* Start *
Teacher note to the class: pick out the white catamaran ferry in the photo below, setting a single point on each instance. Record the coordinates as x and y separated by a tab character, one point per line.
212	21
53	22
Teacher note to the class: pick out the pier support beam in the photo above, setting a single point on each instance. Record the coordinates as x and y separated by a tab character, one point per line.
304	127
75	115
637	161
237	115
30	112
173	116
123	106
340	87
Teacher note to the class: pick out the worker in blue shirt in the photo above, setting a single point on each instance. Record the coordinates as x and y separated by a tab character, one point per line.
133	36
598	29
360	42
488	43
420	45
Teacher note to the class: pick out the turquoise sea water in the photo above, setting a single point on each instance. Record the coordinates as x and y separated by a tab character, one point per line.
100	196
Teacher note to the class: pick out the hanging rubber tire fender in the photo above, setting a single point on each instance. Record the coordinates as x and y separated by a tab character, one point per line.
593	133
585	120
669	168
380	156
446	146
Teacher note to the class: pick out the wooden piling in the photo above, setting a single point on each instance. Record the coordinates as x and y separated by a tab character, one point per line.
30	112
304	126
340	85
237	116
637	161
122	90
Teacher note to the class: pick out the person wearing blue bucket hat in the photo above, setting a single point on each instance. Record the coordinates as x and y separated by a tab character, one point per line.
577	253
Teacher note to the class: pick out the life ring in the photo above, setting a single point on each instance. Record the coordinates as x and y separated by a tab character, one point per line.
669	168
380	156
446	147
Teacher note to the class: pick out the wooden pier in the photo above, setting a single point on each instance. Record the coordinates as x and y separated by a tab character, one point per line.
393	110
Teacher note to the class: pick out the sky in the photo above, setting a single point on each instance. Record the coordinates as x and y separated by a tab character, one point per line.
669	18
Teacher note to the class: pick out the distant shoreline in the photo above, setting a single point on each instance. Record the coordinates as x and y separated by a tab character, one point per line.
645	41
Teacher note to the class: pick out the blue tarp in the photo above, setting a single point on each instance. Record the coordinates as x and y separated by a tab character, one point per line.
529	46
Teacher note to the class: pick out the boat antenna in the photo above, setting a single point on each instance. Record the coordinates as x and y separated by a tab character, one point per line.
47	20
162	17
* End *
* Start *
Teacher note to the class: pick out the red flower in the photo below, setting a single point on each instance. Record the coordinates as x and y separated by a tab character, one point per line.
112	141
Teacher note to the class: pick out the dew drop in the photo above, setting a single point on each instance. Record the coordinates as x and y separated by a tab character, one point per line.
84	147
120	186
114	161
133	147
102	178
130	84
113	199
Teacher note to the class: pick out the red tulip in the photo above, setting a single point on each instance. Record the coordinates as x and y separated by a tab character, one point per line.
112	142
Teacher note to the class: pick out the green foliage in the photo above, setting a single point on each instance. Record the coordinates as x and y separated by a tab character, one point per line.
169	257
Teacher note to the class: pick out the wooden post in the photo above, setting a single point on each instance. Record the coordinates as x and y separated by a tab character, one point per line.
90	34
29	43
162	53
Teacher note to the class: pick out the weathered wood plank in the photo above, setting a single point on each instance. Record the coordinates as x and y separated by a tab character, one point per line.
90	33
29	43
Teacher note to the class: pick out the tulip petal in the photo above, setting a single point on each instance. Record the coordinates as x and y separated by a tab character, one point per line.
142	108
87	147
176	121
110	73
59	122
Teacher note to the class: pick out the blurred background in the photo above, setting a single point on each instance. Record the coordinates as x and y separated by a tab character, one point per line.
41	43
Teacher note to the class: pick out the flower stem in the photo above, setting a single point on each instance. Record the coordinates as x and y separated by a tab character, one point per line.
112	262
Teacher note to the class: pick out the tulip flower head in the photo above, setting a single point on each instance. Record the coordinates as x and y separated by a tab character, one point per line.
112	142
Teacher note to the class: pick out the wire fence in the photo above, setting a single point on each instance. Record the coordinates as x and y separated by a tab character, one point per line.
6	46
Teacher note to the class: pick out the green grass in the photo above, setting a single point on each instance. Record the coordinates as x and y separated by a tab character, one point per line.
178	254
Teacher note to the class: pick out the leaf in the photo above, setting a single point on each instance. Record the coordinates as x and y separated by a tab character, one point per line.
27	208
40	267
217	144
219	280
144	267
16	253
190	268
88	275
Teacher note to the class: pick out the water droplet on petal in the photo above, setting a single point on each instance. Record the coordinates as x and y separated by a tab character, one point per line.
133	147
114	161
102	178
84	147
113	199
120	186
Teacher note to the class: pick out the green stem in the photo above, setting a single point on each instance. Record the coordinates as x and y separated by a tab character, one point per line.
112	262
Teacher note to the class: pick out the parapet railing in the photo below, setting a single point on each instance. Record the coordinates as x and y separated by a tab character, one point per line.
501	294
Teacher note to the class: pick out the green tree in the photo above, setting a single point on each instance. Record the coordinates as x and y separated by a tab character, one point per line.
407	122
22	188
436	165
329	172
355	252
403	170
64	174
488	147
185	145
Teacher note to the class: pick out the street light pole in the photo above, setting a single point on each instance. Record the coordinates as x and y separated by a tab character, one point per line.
* End *
* Start *
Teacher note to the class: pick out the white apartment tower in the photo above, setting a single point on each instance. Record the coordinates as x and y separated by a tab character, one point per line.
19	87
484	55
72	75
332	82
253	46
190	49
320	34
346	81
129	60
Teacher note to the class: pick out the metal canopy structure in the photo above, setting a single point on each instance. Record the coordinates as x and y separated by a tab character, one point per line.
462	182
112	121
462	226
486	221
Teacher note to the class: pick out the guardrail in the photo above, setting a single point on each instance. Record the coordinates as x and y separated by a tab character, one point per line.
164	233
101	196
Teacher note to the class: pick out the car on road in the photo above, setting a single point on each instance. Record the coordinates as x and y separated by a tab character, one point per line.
* End *
__Exercise task__: Repeat the listing word for word, beginning at the line containing "Teacher note to the class: pick out the leaf" and stopping after the line containing "Teacher note to the class: pick out the street".

__Written response__:
Teacher note to the class: pick out the leaf in the photo above, setting a single point on each instance. Record the coordinates as x and y separated by a tab character, one point per line.
27	208
40	267
217	144
219	280
144	267
16	253
190	268
88	275
Teacher note to the class: pick out the water droplet on petal in the photo above, setting a single point on each instance. Record the coordinates as x and y separated by a tab character, one point per line.
133	147
114	161
102	178
84	147
113	199
120	186
Teacher note to the class: pick out the green stem in the photo above, setting a single point on each instance. Record the coordinates as x and y separated by a tab character, one point per line.
112	262
Teacher note to the class: pick out the parapet railing in the photo below, setting a single point on each instance. Record the coordinates as x and y separated by a tab character, one point per line.
501	294
Teacher note to the class: pick out the green tree in the photo above, setting a single point on each instance. Record the coordinates as x and y separated by a tab character, one point per line.
407	122
22	188
436	165
329	172
355	252
403	170
64	174
488	147
185	145
Teacher note to the class: pick out the street light pole in the photo above, setting a single point on each instance. Record the coordinates as x and y separated by a tab character, one point per line.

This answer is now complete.